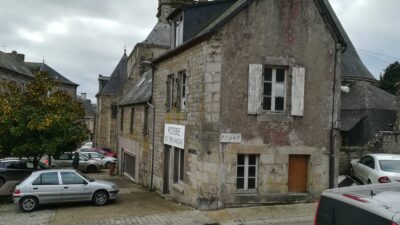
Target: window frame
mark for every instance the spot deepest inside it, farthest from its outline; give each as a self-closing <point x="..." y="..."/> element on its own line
<point x="246" y="177"/>
<point x="178" y="31"/>
<point x="274" y="83"/>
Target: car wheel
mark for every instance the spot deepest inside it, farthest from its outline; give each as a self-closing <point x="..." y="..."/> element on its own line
<point x="100" y="198"/>
<point x="91" y="168"/>
<point x="28" y="204"/>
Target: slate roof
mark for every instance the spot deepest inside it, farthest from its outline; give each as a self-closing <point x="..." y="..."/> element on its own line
<point x="141" y="92"/>
<point x="43" y="67"/>
<point x="160" y="35"/>
<point x="117" y="79"/>
<point x="352" y="67"/>
<point x="363" y="96"/>
<point x="90" y="110"/>
<point x="10" y="63"/>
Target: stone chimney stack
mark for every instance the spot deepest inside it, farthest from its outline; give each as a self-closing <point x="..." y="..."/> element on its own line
<point x="17" y="56"/>
<point x="83" y="96"/>
<point x="165" y="7"/>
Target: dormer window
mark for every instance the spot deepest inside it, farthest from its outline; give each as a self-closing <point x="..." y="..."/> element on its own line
<point x="178" y="24"/>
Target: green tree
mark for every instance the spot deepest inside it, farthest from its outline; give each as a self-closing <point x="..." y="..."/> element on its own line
<point x="39" y="120"/>
<point x="390" y="78"/>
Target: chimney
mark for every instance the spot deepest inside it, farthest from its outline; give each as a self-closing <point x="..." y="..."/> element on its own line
<point x="397" y="127"/>
<point x="83" y="96"/>
<point x="18" y="57"/>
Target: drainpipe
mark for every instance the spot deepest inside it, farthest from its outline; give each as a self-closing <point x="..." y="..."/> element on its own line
<point x="153" y="67"/>
<point x="335" y="121"/>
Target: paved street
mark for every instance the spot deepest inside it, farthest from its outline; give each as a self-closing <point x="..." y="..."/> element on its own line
<point x="139" y="206"/>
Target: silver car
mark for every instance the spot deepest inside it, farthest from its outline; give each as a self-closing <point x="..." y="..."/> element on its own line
<point x="62" y="185"/>
<point x="376" y="168"/>
<point x="65" y="161"/>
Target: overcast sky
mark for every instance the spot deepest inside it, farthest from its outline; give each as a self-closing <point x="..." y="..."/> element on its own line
++++
• **ABOUT THIS TASK**:
Return, from the data above, each line in which the string "chimney" appears.

• **TASK OUTPUT**:
Target: stone chimney stack
Target: chimney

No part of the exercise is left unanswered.